Text for analysis
Guidance from above? Utah voucher ad yanked

Already? It isn't even September and the pro-voucher lobby that's desperately trying to convince Utah's voters to support school vouchers in a November referendum has already had an embarrassing stumble. The Salt Lake Tribune's Paul Rolly has the scoop on a short-lived radio ad that attempted to use the Book of Mormon to convince Utahns to vote for vouchers.

Writes Rolly:

"The Angel Moroni wants you to support vouchers, according to an ad that has been running on some Utah radio stations. Of course, that might be news to LDS Church officials, who have taken no position on vouchers and frown on people using church scriptures to further a political cause."

After discovering the ad was a tad polarizing, the ad company, Crowell Advertising, pulled it off the air.

Work required
Return the part of the Utah voucher ad text from "Already? It isn't" up to and including "off the air.", word for word. Work only from the Utah voucher ad text.

Collected material
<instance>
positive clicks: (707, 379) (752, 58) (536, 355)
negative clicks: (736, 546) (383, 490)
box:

Exercise response
Already? It isn't even September and the pro-voucher lobby that's desperately trying to convince Utah's voters to support school vouchers in a November referendum has already had an embarrassing stumble. The Salt Lake Tribune's Paul Rolly has the scoop on a short-lived radio ad that attempted to use the Book of Mormon to convince Utahns to vote for vouchers.

Writes Rolly:

"The Angel Moroni wants you to support vouchers, according to an ad that has been running on some Utah radio stations. Of course, that might be news to LDS Church officials, who have taken no position on vouchers and frown on people using church scriptures to further a political cause."

After discovering the ad was a tad polarizing, the ad company, Crowell Advertising, pulled it off the air.